-- EXERCÍCIOS PROPOSTOS --
1) Resuma em duas frases o trecho da entrevista sobre a gestão Haddad.
2) Por favor, dê continuidade ao trecho da entrevista sobre a gestão Haddad a partir do ponto em que ele termina.
-------- TRECHO SELECIONADO --------
Confira a íntegra da entrevista. A que o senhor atribuiria esta má avaliação da gestão Haddad, divulgada pelo Datafolha? O primeiro ano de governo, de qualquer gestão, e principalmente uma que se propõe a mudanças, ele é sempre muito ruim. E nesse caso, a gestão Haddad é um governo de mudanças, porque ele veio para mudar o status do anterior, que vinha de uma continuidade entre José Serra (PSDB) e Gilberto Kassab (PSD). A maior dificuldade que se observa na política é implementar mudanças. De certa forma, era previsível que no primeiro ano o governo Haddad teria muita dificuldade para engatar sua gestão.
Por quê? Em primeiro lugar, porque as mudanças demoram para produzir frutos positivos para a população, então aqueles que as percebem, olham de certa forma desconfiados. E aqueles que são atingidos no primeiro momento pela mudança serão críticos ferozes dela, como ocorreu com a implementação das faixas de ônibus.
Em segundo lugar, Haddad foi pego de surpresa numa conjuntura adversa, a das manifestações. Alguns meses depois que ele assumiu veio este vendaval que varreu todo o país, que derrubou a popularidade desde a presidente da república, governadores, prefeitos. E principalmente numa cidade grande como São Paulo, o impacto das manifestações produziu um resultado bastante forte e negativo sobre a administração. Assim como o prefeito Eduardo Paes (PMDB), no Rio de Janeiro, aparentemente não se recuperou dos protestos de junho.
-------- DADOS FORNECIDOS --------
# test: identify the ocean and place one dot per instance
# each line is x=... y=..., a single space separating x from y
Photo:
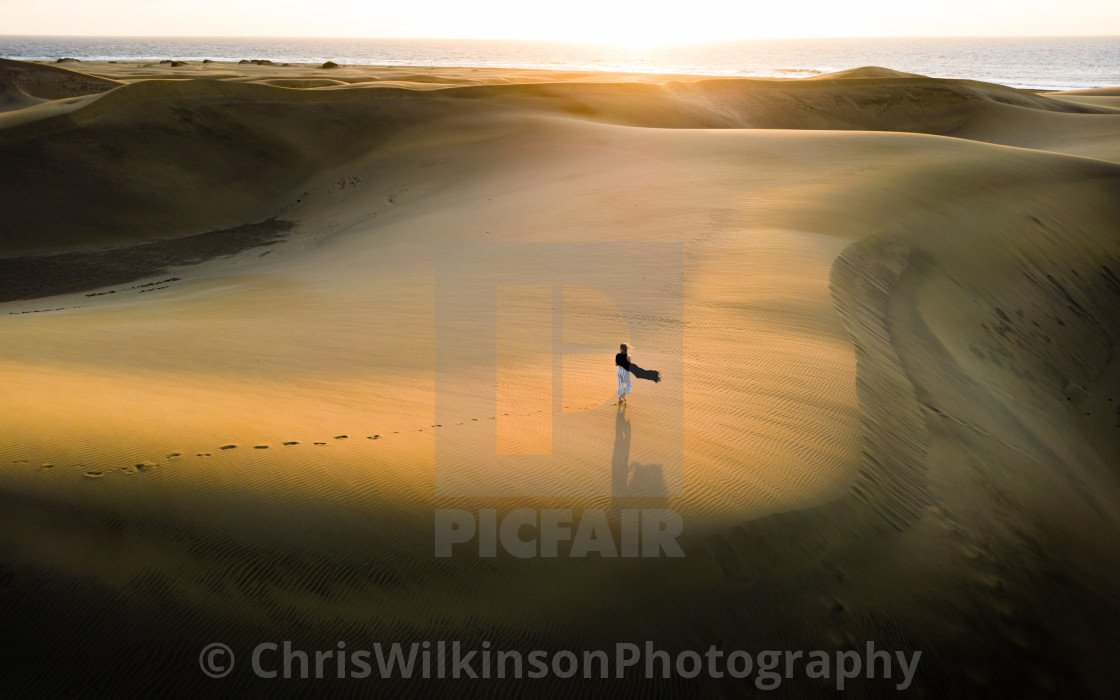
x=1041 y=63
--------
-- RESPOSTAS EM ORDEM --
1) O entrevistado atribui a má avaliação da gestão Haddad, divulgada pelo Datafolha, ao fato de o primeiro ano de qualquer governo, sobretudo um de mudanças, ser sempre muito ruim, já que as mudanças demoram a produzir frutos e quem é atingido por elas, como no caso das faixas de ônibus, se torna crítico feroz. Além disso, Haddad foi pego de surpresa pelas manifestações, que derrubaram a popularidade de governantes em todo o país e tiveram impacto forte e negativo sobre a administração em São Paulo.

2)
Inclusive, as manifestações de junho, a rigor, tiveram como foco os problemas municipais, particularmente o transporte, embora tenham se colocado várias bandeiras, como educação e saúde. O fato é que a mobilidade urbana ficou no centro do furacão. Então, o desgaste dos prefeitos das grandes capitais foi muito maior. Tem de se levar em conta isso também. E não vai ser fácil mudar isso.
O senhor considera que o prefeito errou em alguma das políticas implementadas? Ou o erro foi de posicionamento político, por exemplo, uma excessiva aproximação com o governador Geraldo Alckmin (PSDB)? Acredito que o Haddad tenha errado, no contexto das manifestações, no timing de decidir a redução do aumento das passagens. O momento adequado para ele ter feito isso era aquela segunda-feira, quando ele se reuniu com o conselho municipal. E à noite aconteceu a manifestação mais volumosa. Eu acho que ali ele tinha que ter decretado a redução da passagem. Ele ganharia pontos depois. Mas ele ficou um pouco a reboque das manifestações e isso provocou um certo desgaste político.
Agora, se você olhar o sentido geral das coisas que a gestão Haddad vem fazendo, no fundamental, são corretas. Por exemplo, essas mudanças pela implantação de um número enorme de corredores de ônibus, no geral está correta. Vai produzir, no médio prazo, resultados bastante bons. Embora eu ache que alguns erros tenham sido cometidos, e que irritam a população. Por exemplo, em ruas que só têm duas faixas, em que só podem passar dois carros, não precisava implementar corredor de ônibus. Houve um exagero em alguns casos.
Acho que um outro elemento que teve grande repercussão foi o problema do aumento de IPTU. O sentido do aumento do IPTU está correto porque para a grande parte da população o IPTU vai baixar. E para 15% a 20% da população o IPTU vai vai aumentar até 10%. Então, para 77% da população, ou o IPTU baixa, ou aumenta muito pouco. Só para cerca de 23% da população é que haverá um aumento de entre 10% a 30%.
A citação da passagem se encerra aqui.